### DO THIS
Reproduce word for word the stretch of the records from the line containing "suit, shaped like this sample" through the end of the records.

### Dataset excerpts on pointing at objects
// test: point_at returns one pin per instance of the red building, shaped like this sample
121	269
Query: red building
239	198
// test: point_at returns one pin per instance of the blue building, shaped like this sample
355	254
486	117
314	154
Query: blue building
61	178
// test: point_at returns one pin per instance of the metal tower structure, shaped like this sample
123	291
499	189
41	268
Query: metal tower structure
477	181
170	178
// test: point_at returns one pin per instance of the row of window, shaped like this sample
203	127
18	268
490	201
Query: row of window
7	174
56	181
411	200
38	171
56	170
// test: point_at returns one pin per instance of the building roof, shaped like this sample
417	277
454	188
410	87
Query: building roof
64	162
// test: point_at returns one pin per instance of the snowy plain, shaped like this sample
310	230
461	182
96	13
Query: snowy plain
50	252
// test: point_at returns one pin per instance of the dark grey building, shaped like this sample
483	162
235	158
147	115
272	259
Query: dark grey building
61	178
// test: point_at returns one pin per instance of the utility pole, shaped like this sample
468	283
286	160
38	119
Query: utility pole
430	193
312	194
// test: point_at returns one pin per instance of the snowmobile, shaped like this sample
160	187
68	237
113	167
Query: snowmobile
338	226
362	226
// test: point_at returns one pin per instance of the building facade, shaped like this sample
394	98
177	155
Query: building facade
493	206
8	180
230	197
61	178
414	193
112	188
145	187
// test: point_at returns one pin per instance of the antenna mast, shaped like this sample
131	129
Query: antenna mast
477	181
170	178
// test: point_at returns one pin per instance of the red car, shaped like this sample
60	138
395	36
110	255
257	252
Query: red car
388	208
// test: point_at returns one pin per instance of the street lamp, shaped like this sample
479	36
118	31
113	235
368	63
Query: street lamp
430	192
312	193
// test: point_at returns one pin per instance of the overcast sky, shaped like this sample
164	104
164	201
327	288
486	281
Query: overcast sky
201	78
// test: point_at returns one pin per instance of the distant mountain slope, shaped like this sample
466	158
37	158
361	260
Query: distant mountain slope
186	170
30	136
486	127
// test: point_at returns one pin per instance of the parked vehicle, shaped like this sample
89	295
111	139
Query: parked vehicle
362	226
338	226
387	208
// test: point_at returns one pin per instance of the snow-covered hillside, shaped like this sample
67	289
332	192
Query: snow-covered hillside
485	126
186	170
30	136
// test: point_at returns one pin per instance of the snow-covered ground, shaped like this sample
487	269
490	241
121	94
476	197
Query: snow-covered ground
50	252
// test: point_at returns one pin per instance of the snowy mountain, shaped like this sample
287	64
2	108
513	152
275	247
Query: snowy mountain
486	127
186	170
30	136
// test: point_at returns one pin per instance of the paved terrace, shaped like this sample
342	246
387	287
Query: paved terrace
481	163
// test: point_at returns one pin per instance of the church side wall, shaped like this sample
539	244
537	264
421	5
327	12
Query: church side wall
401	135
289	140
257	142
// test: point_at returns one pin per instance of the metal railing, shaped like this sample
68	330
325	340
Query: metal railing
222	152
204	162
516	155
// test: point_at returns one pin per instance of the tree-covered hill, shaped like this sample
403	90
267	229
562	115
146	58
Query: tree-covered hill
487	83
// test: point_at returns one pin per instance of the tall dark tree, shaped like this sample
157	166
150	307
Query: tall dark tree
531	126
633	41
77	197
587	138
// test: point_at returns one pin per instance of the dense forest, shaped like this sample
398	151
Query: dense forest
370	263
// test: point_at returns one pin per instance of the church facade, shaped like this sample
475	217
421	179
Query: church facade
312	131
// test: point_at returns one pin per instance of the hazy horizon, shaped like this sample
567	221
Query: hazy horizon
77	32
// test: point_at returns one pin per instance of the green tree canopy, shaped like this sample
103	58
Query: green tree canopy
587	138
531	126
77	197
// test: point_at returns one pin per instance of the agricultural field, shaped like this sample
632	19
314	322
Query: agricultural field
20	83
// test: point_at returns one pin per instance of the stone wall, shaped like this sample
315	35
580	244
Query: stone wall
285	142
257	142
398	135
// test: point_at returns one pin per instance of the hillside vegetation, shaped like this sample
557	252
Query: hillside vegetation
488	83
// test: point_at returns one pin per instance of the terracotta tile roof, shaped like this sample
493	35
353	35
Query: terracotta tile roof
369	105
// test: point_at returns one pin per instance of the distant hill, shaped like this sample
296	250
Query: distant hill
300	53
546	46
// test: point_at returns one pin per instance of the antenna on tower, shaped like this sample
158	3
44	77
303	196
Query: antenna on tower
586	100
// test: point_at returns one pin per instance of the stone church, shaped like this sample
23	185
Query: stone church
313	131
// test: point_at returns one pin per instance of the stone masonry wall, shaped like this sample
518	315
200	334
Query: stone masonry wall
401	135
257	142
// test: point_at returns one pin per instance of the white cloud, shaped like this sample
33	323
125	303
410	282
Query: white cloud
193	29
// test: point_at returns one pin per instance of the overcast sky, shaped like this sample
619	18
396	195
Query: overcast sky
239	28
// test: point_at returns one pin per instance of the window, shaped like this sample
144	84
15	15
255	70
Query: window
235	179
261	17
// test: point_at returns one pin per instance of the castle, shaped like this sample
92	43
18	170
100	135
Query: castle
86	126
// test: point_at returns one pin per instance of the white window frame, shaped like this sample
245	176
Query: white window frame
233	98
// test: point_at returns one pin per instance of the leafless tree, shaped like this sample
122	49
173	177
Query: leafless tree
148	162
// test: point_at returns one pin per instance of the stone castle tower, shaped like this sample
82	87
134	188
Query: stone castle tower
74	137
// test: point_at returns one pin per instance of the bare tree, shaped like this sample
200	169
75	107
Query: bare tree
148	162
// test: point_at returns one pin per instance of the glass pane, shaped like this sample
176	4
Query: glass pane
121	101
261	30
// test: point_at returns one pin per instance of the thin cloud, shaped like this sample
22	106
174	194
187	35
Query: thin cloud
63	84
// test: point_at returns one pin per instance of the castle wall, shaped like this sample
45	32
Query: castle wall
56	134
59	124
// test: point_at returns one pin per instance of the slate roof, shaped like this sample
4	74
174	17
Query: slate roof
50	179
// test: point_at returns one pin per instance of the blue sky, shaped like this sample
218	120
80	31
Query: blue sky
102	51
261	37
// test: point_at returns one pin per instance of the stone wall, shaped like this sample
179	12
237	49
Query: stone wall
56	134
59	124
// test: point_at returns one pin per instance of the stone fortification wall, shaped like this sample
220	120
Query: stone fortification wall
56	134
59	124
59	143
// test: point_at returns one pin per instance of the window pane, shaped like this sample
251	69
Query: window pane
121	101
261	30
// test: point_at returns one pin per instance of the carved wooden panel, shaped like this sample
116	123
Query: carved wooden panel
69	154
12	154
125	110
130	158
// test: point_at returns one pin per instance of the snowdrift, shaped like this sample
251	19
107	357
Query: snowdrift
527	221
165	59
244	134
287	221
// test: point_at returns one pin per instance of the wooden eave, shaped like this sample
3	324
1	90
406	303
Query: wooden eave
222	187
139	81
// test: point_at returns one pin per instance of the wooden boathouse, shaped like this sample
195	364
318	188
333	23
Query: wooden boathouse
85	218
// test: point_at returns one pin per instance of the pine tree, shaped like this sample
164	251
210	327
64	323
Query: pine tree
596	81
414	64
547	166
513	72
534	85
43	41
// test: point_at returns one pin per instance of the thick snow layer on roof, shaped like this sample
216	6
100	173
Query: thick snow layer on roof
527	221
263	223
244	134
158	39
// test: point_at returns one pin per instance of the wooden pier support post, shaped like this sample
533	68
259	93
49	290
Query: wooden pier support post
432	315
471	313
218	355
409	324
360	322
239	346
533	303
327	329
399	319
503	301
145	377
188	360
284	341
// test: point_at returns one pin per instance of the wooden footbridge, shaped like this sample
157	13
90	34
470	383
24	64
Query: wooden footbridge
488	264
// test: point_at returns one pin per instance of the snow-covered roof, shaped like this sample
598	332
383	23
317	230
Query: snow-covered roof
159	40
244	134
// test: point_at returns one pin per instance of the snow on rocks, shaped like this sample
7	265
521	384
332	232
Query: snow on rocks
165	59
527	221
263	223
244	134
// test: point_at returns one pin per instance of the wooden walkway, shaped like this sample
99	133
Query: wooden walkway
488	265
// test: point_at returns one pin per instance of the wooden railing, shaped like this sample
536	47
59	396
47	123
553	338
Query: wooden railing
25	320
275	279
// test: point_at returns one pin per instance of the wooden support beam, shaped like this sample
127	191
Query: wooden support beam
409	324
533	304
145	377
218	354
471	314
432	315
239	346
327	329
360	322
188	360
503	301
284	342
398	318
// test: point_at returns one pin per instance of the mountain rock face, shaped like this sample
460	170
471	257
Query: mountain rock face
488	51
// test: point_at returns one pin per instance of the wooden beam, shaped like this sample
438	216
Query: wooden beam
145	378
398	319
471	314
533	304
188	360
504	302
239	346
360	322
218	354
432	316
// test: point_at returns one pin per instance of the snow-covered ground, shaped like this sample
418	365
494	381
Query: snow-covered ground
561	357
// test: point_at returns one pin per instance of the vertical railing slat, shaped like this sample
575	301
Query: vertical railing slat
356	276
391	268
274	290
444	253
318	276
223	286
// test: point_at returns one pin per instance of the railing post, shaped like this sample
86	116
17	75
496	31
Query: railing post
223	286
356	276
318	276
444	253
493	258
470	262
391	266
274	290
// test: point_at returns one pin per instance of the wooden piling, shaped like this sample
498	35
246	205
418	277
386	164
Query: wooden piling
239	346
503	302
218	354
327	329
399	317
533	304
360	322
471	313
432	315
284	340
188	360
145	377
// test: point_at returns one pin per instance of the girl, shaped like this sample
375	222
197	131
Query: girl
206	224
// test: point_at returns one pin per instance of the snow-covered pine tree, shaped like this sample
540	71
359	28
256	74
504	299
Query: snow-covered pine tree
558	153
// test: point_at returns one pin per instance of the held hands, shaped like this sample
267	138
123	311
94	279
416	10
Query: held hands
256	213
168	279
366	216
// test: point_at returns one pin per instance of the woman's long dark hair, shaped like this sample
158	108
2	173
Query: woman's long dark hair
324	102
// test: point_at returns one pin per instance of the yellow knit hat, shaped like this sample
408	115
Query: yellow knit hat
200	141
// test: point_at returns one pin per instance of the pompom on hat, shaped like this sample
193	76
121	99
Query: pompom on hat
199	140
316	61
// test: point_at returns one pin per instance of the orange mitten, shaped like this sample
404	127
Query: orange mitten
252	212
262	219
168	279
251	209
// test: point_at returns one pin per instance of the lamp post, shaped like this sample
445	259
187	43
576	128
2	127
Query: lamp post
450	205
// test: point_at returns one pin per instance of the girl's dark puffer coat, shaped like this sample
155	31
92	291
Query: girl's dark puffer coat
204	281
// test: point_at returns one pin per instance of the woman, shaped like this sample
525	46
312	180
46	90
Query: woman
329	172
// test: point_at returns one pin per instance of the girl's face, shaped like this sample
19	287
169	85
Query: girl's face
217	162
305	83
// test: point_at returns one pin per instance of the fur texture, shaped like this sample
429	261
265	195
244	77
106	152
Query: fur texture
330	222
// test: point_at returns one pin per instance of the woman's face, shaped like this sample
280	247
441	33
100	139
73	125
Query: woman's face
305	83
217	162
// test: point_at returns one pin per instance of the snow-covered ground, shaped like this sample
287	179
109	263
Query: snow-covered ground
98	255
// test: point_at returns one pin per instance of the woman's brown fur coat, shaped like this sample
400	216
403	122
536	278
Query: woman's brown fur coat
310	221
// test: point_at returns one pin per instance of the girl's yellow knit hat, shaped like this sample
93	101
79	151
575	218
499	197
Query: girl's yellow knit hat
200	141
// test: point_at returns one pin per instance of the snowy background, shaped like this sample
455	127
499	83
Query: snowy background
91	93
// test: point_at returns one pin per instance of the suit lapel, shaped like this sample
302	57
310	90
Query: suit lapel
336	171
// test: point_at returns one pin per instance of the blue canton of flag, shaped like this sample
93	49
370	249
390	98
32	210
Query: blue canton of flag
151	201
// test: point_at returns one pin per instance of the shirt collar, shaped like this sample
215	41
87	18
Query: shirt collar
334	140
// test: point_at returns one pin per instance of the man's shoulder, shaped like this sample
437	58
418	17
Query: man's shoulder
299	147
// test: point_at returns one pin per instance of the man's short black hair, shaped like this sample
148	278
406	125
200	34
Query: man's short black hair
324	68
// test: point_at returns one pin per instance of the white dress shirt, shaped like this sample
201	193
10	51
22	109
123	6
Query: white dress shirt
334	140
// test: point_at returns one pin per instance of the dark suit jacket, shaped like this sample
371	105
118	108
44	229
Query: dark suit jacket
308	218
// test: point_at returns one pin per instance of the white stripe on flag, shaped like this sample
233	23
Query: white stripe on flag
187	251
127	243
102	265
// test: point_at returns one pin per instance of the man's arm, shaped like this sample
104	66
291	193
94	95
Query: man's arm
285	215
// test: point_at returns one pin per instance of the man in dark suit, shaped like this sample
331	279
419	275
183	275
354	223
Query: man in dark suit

### WORKED ANSWER
// test: point_at returns one pin per instance of the man in dark suit, shaped like this sample
331	279
419	275
183	275
354	223
Query: man in dark suit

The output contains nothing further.